### Task statement:
Please recast the entries below as a two-column CSV with the headers "input" and "output", one row per entry: put its text under "input" and its bounding boxes under "output". Quote every field, turn line breaks into spaces, and omit the pictures.

[Labeled box records]
----

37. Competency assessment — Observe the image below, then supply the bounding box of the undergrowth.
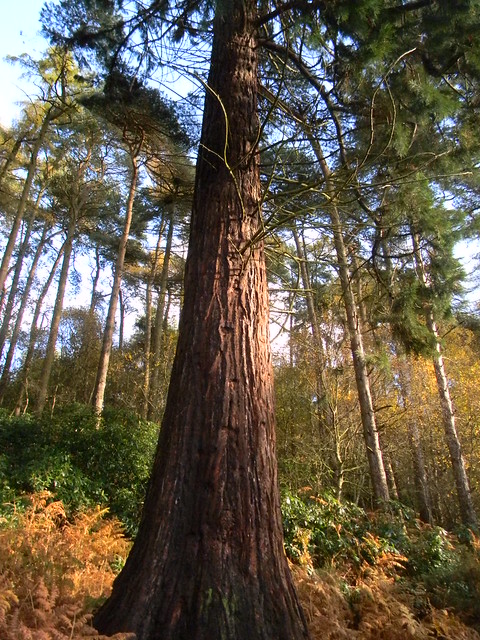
[282,487,480,631]
[0,492,129,640]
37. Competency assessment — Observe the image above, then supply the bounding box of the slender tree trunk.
[0,190,43,358]
[307,134,389,505]
[88,245,102,316]
[92,153,138,415]
[292,227,344,500]
[0,115,51,290]
[398,356,433,524]
[412,232,478,527]
[118,287,125,351]
[35,211,77,415]
[15,240,66,416]
[142,215,165,419]
[0,223,50,404]
[148,211,175,420]
[94,0,309,640]
[0,134,25,184]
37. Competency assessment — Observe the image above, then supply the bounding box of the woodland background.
[0,2,480,639]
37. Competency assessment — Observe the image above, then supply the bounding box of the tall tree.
[94,0,308,640]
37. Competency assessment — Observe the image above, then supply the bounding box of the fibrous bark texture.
[94,0,308,640]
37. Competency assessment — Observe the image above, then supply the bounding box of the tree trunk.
[0,190,43,358]
[15,240,67,416]
[0,223,50,404]
[412,232,477,527]
[92,153,138,415]
[94,0,309,640]
[0,114,52,290]
[307,131,389,505]
[397,356,433,524]
[35,211,77,415]
[148,211,175,420]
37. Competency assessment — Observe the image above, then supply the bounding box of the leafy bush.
[0,492,130,640]
[282,488,397,568]
[0,405,158,535]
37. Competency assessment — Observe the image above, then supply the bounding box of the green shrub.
[282,492,397,568]
[0,405,158,535]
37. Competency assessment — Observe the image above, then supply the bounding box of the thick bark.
[92,153,138,415]
[94,0,308,640]
[35,211,77,414]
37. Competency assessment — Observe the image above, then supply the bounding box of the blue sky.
[0,0,47,125]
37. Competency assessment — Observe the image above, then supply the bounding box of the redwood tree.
[94,0,308,640]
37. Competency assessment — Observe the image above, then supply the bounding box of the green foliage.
[282,488,480,624]
[0,405,158,534]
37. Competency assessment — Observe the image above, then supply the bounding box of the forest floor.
[0,493,480,640]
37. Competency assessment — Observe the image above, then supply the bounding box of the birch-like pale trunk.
[92,153,138,415]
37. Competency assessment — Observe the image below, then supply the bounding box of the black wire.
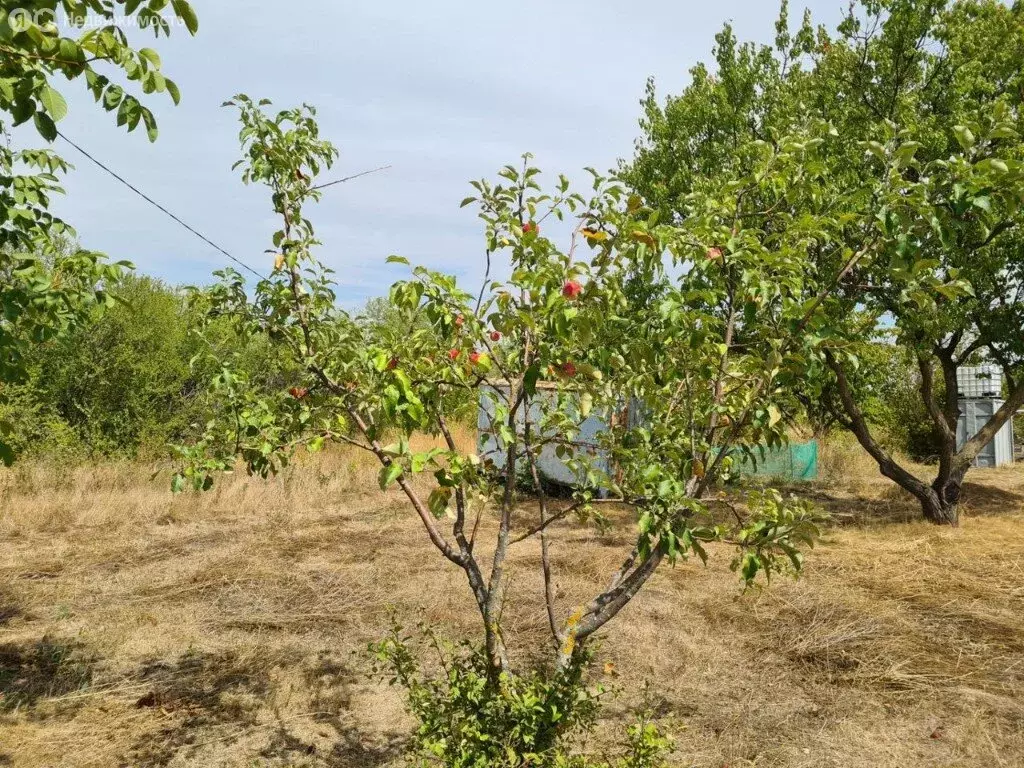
[57,131,266,280]
[311,165,391,189]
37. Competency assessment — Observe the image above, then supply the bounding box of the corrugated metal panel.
[956,397,1014,467]
[956,366,1002,399]
[477,384,611,485]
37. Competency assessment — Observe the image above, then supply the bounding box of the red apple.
[562,280,583,301]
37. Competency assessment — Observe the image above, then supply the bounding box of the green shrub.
[371,626,671,768]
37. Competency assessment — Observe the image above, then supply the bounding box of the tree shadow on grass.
[964,483,1024,517]
[0,637,95,713]
[779,480,1024,525]
[260,653,408,768]
[132,651,284,766]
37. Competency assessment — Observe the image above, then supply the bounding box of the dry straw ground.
[0,436,1024,768]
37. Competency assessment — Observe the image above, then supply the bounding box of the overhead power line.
[57,131,391,280]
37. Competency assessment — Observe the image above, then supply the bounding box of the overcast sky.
[44,0,846,305]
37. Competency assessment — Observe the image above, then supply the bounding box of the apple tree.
[625,0,1024,524]
[173,96,856,765]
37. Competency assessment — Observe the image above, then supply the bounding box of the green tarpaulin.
[736,440,818,480]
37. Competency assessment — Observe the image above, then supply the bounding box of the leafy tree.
[173,96,868,766]
[626,0,1024,524]
[0,0,198,463]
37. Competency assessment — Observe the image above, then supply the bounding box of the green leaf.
[39,85,68,123]
[141,106,160,141]
[165,80,181,106]
[378,462,401,490]
[33,112,57,141]
[138,48,160,70]
[171,0,199,35]
[953,125,974,152]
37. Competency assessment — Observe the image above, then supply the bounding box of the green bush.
[371,626,671,768]
[0,275,289,460]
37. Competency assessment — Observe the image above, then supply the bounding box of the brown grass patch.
[0,434,1024,768]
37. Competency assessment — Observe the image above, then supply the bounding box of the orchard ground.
[0,434,1024,768]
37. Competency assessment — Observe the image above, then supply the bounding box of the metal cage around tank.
[956,366,1014,467]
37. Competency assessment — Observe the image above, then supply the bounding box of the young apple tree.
[173,96,847,765]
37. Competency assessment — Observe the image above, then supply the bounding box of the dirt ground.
[0,438,1024,768]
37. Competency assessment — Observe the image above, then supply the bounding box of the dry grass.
[0,435,1024,768]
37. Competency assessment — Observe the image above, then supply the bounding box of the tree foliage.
[0,0,198,463]
[173,96,864,765]
[625,0,1024,523]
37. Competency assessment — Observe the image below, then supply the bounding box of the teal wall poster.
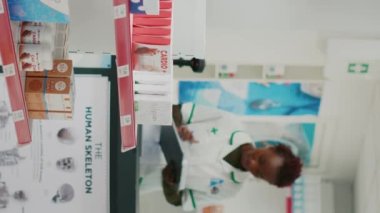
[179,81,323,116]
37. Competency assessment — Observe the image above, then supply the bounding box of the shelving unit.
[113,0,136,152]
[174,64,325,82]
[0,0,32,144]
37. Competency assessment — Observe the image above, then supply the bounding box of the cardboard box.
[26,59,73,78]
[25,77,74,112]
[28,110,73,120]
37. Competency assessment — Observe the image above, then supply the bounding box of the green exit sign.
[347,63,369,74]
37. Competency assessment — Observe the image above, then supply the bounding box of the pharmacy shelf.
[0,0,32,144]
[113,0,136,152]
[174,64,325,82]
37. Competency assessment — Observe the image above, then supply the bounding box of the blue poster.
[179,81,323,116]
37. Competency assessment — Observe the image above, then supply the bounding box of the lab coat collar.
[219,131,251,184]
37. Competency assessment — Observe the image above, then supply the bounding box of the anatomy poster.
[0,77,110,213]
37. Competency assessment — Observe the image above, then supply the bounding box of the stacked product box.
[132,0,173,125]
[25,60,75,120]
[12,22,69,71]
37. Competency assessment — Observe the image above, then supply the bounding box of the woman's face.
[241,147,283,184]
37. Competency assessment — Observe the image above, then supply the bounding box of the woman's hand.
[177,125,198,143]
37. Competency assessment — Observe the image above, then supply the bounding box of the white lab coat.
[181,104,252,211]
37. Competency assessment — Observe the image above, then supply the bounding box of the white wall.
[224,183,288,213]
[334,183,354,213]
[140,182,288,213]
[354,83,380,213]
[206,0,380,65]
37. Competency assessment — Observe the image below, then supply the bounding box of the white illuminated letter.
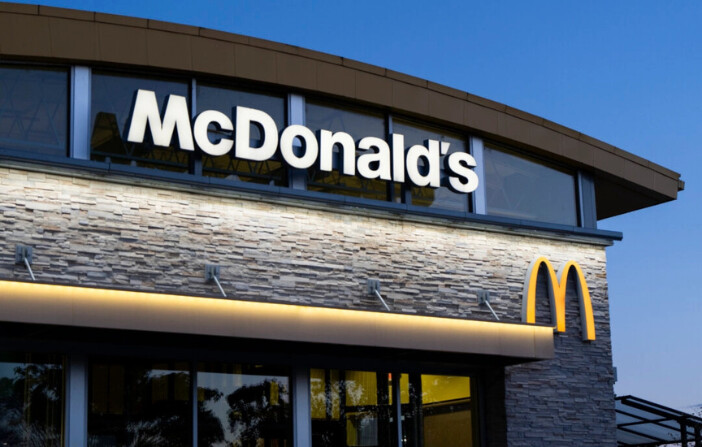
[127,89,195,151]
[234,106,278,161]
[406,140,441,188]
[280,124,319,169]
[193,110,234,157]
[319,130,356,175]
[448,152,478,193]
[358,137,391,180]
[392,133,405,183]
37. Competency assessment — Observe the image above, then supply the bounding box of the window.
[88,359,293,447]
[88,360,193,447]
[197,363,292,447]
[484,146,578,225]
[305,101,389,200]
[310,369,397,447]
[310,369,477,447]
[0,65,68,157]
[90,72,191,172]
[197,84,288,186]
[0,354,65,447]
[392,120,470,213]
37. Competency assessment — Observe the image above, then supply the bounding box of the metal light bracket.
[205,264,227,298]
[477,290,500,321]
[366,279,390,312]
[15,244,37,281]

----

### Complete answer:
input,output
"37. Competency assessment — Observe the image below, then supply the bounding box of the undergrowth.","[282,487,480,631] [0,492,129,640]"
"37. Competency assessment — Observe the image above, then supply the bounding box of the slender tree trunk.","[0,190,43,358] [307,134,389,505] [88,245,102,316] [92,153,138,415] [292,227,344,500] [0,115,51,290] [398,356,433,524] [412,232,478,527] [118,287,125,351] [35,211,77,415] [15,240,66,416] [142,215,165,419] [0,223,50,404] [148,211,175,420] [94,0,309,640] [0,134,25,184]"
"37. Competency assessment — Observe the image above, then supply the bounding box of the woodland background.","[0,2,480,639]"
"37. Competency assessment — Observe the image above, then supply the bounding box of the tall tree.","[94,0,308,640]"
"37. Competency assessment — Observe the image above, then supply the bounding box of the fibrous bark texture.","[94,0,308,640]"
"37. Competency assessment — Observe the image above, then supply the bounding box of the tree trunk.","[0,190,43,358] [15,240,67,416] [0,223,50,404] [412,232,477,527] [92,153,138,415] [94,0,309,640] [0,114,52,290] [307,131,389,505] [397,356,433,524] [35,211,77,415] [148,211,175,420]"
"37. Competency assessment — Observe the image above, then supply the bounding box of the leafy bush.","[0,492,130,640] [282,488,397,568] [0,405,158,535]"
"37. Competency assessment — Observe the image above, then supply the bounding box of the green shrub.","[282,492,397,568] [0,405,158,535]"
"37. Competency assessment — Observe the image above, then supply the bounding box of the thick bark.","[92,153,138,415] [94,0,308,640] [35,211,77,414]"
"37. Competency assessment — Observe the image above, then supply the bounding box of the blue sky.","[0,0,47,125]"
"37. Competency assessment — Observe the image above, then supply the bounding box of the redwood tree.","[94,0,308,640]"
"37. Competency assessment — Observe the image above, then supply the bounding box of the green foliage.","[282,488,480,624] [0,405,158,534]"
"37. Competency assessment — Observe the image above, then supply the bounding box of the forest floor.","[0,493,480,640]"
"37. Competency assessment — Observe the image above, then supply the bounding box of the birch-like pale trunk.","[92,153,138,415]"
"37. Competency assessment — Observe the image below, then supply the bounding box of the black wire.","[57,131,266,280] [311,165,391,189]"
"37. Competency assessment — Observe the image above, then supply the bounding box of the corrugated metal panel.","[956,397,1014,467] [956,366,1002,399] [477,384,611,485]"
"37. Competency assessment — Observe the image above, then supply the bounding box of the red apple.","[562,280,583,301]"
"37. Competency assessment — Observe the image above, then supply the bounding box of the green shrub.","[371,626,671,768]"
"37. Competency assessment — Observe the image above, then supply the bounding box of the tree shadow on grass.","[964,483,1024,517] [0,637,95,713] [779,480,1024,525] [260,653,408,768] [132,651,284,766]"
"37. Competency assessment — Observe the image above, then supply the bounding box of the dry straw ground.","[0,436,1024,768]"
"37. Competency assessment — Observe the image above, then supply the bounding box of the overhead power line.","[57,131,391,280]"
"37. Competency assessment — Observe the image above, then supply the bounding box of the overcast sky.","[44,0,846,305]"
"37. Competency assessment — Observe the image above, then supply the bounding box of the apple tree.","[625,0,1024,524] [173,96,856,765]"
"37. Competency assessment — Observe the image above, then supply the bounding box of the green tarpaulin.","[736,440,818,480]"
"37. Competency assessment — Observe the image above, then supply the bounding box of the leafy tree.","[173,96,868,766] [626,0,1024,524] [0,0,198,463]"
"37. Competency assessment — Observe the image above, then supply the bounding box of the green leaf.","[39,85,68,123] [141,106,160,141] [165,80,181,106] [378,462,401,490] [33,112,57,141] [138,48,160,70] [171,0,199,35] [953,125,974,152]"
"37. Competency assessment — Observe the image above, then supply the bounding box of the green bush.","[371,626,671,768] [0,275,289,460]"
"37. Competency assessment — Observe the image above, then supply the bounding box of the brown grass patch.","[0,434,1024,768]"
"37. Competency assessment — Observe the image above, then supply the bounding box of the orchard ground.","[0,434,1024,768]"
"37. Competency assessment — Observe the image above, then supply the bounding box of the metal cage around tank.","[956,366,1014,467]"
"37. Competency assessment — Observe the image above, then supply the bounding box of the young apple tree.","[173,96,847,765]"
"37. Competency assessment — Observe the image above, then supply the bounding box of the dirt ground.","[0,438,1024,768]"
"37. Competency assessment — Observe the image above, then supply the bounding box of the dry grass.","[0,435,1024,768]"
"37. Competency assessment — Observe the image above, then supply the bounding box of the tree foliage.","[0,0,198,463] [173,96,864,765] [625,0,1024,523]"
"37. Competency assessment — Observe the image below, then supply the bounding box of the teal wall poster.","[179,81,323,116]"
"37. Competency assessment — Observe the image above, then supply the bounding box of the shelving unit.","[113,0,136,152] [174,64,325,82] [0,0,32,144]"
"37. Competency assessment — Observe the image above, then supply the bounding box of the cardboard box.","[26,59,73,78] [25,77,74,112] [28,110,73,120]"
"37. Competency assessment — Observe the image above, then supply the bounding box of the green exit sign.","[347,63,369,74]"
"37. Competency assessment — Observe the image above, then supply the bounding box of the pharmacy shelf.","[0,0,32,144] [113,0,136,152] [174,64,325,82]"
"37. Competency assessment — Observe the image above, then supply the bounding box of the blue poster.","[179,81,323,116]"
"37. Competency assessment — Observe the image above, then supply the bounding box of the lab coat collar.","[219,131,251,184]"
"37. Competency assessment — Observe the image above, then supply the bounding box of the anatomy poster.","[0,77,110,213]"
"37. Competency assessment — Observe the image above, then supply the bounding box of the stacked product box.","[132,0,173,125] [25,60,75,120] [12,22,69,71]"
"37. Competency assessment — Observe the image above, then supply the bounding box of the woman's face.","[241,147,283,184]"
"37. Competency assessment — Observe the image above, then supply the bounding box of the woman's hand.","[177,125,198,143]"
"37. Competency assessment — Observe the image above, then supply the bounding box of the white lab coat.","[181,104,252,211]"
"37. Competency assessment — Observe the image above, then supply the bounding box of the white wall.","[224,183,288,213] [334,183,354,213] [140,182,288,213] [354,83,380,213] [206,0,380,65]"
"37. Competency assessment — Observe the image below, then supply the bounding box of the white illuminated letter.","[127,89,195,151] [234,106,278,161] [406,140,441,188] [280,124,319,169] [193,110,234,157] [319,130,356,175] [448,152,478,193] [358,137,391,180] [392,133,405,183]"
"37. Competency assessment — Observe the image above, then supply the bounding box of the window.","[88,359,293,447] [88,360,193,447] [197,363,292,447] [484,146,578,225] [305,101,389,200] [310,369,397,447] [310,369,477,447] [0,65,68,157] [90,72,191,172] [197,84,288,186] [0,354,65,447] [392,120,470,213]"
"37. Competency assessment — Observe the image above, then supply the bounding box of the metal light bracket.","[205,264,227,298] [477,290,500,321] [366,279,390,312] [15,244,37,281]"